Show each line of the records below that contains the string "roof". Case counts.

[Object position labeling records]
[Start]

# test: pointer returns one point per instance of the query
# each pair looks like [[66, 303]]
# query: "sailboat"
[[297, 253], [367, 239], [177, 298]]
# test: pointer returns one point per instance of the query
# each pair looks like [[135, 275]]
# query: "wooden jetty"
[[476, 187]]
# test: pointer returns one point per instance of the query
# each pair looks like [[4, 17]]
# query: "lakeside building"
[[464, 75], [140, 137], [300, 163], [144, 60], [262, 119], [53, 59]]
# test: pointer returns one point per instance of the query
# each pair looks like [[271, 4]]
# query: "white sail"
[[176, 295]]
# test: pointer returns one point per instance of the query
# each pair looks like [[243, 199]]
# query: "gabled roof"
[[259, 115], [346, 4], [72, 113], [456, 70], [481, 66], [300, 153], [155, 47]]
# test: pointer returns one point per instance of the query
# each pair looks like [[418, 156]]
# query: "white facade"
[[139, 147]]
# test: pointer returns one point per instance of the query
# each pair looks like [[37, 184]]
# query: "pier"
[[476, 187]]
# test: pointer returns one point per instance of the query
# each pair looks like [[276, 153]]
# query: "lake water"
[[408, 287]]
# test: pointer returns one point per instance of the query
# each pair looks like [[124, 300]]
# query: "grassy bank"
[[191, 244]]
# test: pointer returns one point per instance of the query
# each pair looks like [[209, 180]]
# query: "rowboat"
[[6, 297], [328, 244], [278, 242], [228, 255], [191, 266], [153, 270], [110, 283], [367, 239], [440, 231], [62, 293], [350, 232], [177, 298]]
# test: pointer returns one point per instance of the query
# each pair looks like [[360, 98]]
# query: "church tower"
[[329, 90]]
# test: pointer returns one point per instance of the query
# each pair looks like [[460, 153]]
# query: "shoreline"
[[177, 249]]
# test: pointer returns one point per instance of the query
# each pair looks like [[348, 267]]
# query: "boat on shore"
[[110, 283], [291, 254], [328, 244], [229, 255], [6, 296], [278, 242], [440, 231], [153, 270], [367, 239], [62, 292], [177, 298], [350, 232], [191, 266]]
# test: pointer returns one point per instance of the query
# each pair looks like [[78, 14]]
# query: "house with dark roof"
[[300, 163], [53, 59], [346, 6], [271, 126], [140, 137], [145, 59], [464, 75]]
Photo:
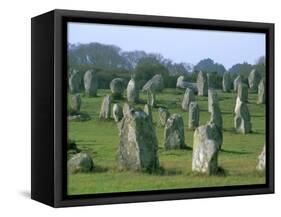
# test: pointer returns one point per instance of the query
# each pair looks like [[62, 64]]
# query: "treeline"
[[110, 62]]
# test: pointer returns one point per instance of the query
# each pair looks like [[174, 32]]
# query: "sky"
[[179, 45]]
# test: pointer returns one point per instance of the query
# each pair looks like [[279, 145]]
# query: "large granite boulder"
[[206, 145], [174, 133], [117, 87], [202, 84], [132, 91], [138, 142], [187, 98], [261, 92], [261, 160], [164, 114], [184, 84], [105, 111], [75, 104], [226, 82], [254, 80], [80, 163], [193, 115], [242, 92], [74, 82], [117, 112], [242, 119], [236, 82], [156, 83], [91, 83]]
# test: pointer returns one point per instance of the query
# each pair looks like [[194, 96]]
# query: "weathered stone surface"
[[75, 104], [261, 160], [261, 92], [184, 84], [236, 82], [164, 114], [74, 82], [242, 92], [132, 91], [117, 112], [242, 119], [148, 110], [193, 115], [202, 84], [226, 82], [91, 83], [106, 108], [254, 80], [80, 163], [174, 133], [151, 98], [138, 142], [156, 83], [205, 149], [187, 98], [211, 80], [117, 87]]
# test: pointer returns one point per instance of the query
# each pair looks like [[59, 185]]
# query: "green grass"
[[238, 156]]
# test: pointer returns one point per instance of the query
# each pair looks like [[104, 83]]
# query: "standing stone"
[[242, 92], [117, 112], [254, 79], [242, 119], [155, 84], [75, 104], [164, 114], [193, 115], [148, 110], [151, 98], [184, 84], [80, 163], [205, 149], [226, 82], [174, 133], [261, 92], [187, 98], [106, 108], [74, 82], [236, 82], [211, 80], [132, 91], [138, 143], [202, 84], [117, 88], [261, 160], [91, 83]]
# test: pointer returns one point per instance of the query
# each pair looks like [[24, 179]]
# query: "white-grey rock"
[[261, 92], [91, 83], [117, 112], [156, 83], [187, 98], [193, 115], [138, 143], [174, 133], [117, 87], [80, 163], [202, 84], [242, 119], [205, 149], [132, 91], [105, 111]]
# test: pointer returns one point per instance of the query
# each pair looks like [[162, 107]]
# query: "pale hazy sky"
[[179, 45]]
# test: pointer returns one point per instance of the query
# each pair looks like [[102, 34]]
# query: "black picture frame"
[[49, 115]]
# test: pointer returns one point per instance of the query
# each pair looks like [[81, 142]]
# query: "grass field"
[[238, 156]]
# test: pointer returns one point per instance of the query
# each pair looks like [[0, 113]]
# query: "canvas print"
[[152, 108]]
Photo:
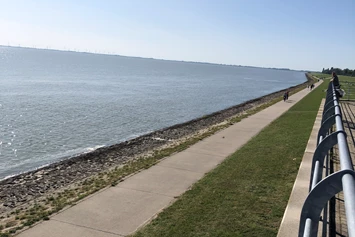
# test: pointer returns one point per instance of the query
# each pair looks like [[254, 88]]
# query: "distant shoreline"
[[158, 59]]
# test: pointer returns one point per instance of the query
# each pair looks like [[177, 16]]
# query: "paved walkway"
[[121, 210]]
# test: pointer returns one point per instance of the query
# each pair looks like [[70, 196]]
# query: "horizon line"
[[172, 60]]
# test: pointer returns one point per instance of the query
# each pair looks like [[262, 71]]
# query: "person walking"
[[335, 81]]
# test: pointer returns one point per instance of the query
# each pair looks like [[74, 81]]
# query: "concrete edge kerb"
[[290, 221]]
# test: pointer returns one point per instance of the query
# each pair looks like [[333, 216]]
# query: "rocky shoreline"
[[26, 187]]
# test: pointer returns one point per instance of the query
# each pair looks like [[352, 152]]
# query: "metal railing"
[[322, 190]]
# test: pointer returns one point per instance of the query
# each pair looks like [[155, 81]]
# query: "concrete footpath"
[[121, 210]]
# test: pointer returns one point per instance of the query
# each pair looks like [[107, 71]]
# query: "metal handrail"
[[322, 190]]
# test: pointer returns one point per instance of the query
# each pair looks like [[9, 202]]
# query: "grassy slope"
[[247, 194]]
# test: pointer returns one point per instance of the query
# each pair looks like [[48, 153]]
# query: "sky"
[[295, 34]]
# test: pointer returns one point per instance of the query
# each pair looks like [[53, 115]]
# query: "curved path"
[[121, 210]]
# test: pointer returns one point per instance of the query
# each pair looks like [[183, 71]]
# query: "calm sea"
[[56, 104]]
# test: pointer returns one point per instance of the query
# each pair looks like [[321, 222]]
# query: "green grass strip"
[[247, 194]]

[End]

▶ Exercise answer:
# query: "gabled roof"
# query: "house with dark roof"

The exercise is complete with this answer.